(Text shown):
--*--
Succinate dehydrogenase-deficient gastrointestinal stromal tumors have altered genome topology.
Major Finding: Succinate dehydrogenase-deficient gastrointestinal stromal tumors have altered genome topology.
Mechanism: Hypermethylation at insulating CTCF binding sites causes aberrant superenhancer–oncogene contact.
Impact: This study identifies a previously unknown driving mechanism and demonstrates its relevance in mice.
Gastrointestinal stromal tumors (GIST) are usually driven by mutations in either the KIT or PDGFRA receptor tyrosine kinases (RTK), but some instead have loss of succinate dehydrogenase (SDH), which is associated with DNA hypermethylation. Flavahan, Drier, and colleagues found that DNA hypermethylation in SDH-deficient GIST leads to alterations in genome topology that trigger activation of non-mutated proto-oncogenes. Chromatin immunoprecipitation and sequencing experiments revealed that 5% of binding sites for the transcription factor CTCF were lost in SDH-deficient GIST compared with mutant TKI-driven GIST, and these sites had greatly increased DNA methylation. Mapping of topologically associating domain (TAD) boundaries along with enhancer mapping and analysis of gene-expression data showed that among these sites, 60 were CTCF loop anchors that would otherwise have prevented contact between superenhancers and specific genes. Notably, one such missing TAD boundary would normally prevent contact between a superenhancer and the oncogenes FGF3 and FGF4, and FGF3 and FGF4 expression were increased 6-fold and 35-fold, respectively, in SDH-deficient GIST. Similar results were observed with the wild-type KIT proto-oncogene. Further, experiments using a GIST-derived cell line in which the two CTCF binding sites that normally insulate FGF4 from the superenhancer were edited indicated increased contact between the superenhancer and FGF4 as well as increased FGF4 expression in this context. These results imply that the loss of these CTCF binding sites is directly responsible for the topological changes around FGF4 and the associated increase in FGF4 expression seen in SDH-deficient GISTs. In a new patient-derived xenograft mouse model of SDH-deficient GIST, treatment with a KIT inhibitor somewhat suppressed tumor growth, treatment with an FGFR inhibitor substantially reduced tumor growth, and combined treatment resulted in even greater suppression of tumor growth, implying functional significance for the observed epigenetic alterations. Collectively, these findings identify a possible driving mechanism behind SDH-deficient GIST oncogenesis and tumor maintenance and provide a proof of concept for treatment of this subset of GISTs with FGFR and KIT inhibitors.
--*--
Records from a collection
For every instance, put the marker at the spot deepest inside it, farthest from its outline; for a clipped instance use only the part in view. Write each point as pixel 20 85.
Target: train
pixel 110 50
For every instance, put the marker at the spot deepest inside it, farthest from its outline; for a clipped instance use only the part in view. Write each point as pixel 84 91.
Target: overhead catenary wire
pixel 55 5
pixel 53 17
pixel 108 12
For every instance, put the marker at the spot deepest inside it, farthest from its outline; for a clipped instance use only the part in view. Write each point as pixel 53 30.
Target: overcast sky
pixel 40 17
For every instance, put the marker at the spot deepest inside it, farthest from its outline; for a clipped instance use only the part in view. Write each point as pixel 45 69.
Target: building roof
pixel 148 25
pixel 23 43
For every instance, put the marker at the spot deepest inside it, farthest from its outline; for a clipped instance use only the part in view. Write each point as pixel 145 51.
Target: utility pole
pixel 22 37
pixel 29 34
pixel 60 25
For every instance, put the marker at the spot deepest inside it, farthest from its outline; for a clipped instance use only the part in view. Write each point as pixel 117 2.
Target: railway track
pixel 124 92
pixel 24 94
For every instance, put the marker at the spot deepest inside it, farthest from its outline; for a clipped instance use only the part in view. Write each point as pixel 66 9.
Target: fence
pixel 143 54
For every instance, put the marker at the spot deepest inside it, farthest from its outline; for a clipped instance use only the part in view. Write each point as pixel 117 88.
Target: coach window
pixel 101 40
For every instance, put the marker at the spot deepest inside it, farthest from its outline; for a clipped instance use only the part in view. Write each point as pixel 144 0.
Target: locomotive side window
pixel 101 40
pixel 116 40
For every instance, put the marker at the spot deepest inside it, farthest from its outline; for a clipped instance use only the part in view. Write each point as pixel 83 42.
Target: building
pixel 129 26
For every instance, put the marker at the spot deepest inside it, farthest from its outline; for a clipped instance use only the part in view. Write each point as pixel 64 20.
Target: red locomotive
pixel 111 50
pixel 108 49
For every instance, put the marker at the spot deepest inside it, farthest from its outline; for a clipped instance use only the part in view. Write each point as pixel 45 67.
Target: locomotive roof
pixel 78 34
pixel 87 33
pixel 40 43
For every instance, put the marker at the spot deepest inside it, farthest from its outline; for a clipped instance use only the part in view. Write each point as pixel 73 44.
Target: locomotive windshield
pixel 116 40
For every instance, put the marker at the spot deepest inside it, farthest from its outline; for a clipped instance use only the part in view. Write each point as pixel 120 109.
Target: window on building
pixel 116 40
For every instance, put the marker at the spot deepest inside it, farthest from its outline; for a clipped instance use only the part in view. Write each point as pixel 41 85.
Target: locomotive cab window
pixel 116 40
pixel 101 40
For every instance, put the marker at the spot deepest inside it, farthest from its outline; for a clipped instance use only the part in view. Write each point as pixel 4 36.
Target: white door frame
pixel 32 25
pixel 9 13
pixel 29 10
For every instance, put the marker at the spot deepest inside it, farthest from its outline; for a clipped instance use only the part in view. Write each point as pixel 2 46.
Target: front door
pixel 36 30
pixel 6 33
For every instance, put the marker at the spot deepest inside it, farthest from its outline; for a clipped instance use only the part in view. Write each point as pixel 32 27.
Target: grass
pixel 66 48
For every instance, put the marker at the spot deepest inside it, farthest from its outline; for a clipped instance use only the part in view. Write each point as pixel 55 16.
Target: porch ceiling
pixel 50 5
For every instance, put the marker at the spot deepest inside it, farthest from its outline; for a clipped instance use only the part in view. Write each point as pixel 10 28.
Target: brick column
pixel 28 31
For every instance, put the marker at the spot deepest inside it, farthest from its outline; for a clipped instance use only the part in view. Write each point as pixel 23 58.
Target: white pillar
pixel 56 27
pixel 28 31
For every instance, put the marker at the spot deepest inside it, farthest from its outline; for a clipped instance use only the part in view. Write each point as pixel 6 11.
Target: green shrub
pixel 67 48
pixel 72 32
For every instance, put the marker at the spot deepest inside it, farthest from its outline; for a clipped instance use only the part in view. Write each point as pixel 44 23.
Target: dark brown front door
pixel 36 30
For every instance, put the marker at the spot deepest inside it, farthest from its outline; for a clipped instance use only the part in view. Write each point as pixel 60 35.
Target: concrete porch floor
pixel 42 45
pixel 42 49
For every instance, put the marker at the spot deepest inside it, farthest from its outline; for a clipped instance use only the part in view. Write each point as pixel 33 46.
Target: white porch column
--*--
(Problem 1): List every gene that the GIST summary calls an oncogene or a proto-oncogene.
(Problem 2): According to the GIST summary, how much did FGF4 expression increase in SDH-deficient GIST?
(Problem 3): For each statement, say whether the GIST summary supports it: (a) 5% of CTCF binding sites were lost in SDH-deficient GIST. (b) In the mouse model, a KIT inhibitor alone substantially reduced tumor growth. (c) Among the lost sites, 60 were CTCF loop anchors.

(Task output 1): FGF3, FGF4, KIT

(Task output 2): 35-fold

(Task output 3):
(a) Yes: "5% of binding sites for the transcription factor CTCF were lost in SDH-deficient GIST"
(b) No: "treatment with a KIT inhibitor somewhat suppressed tumor growth"
(c) Yes: "among these sites, 60 were CTCF loop anchors"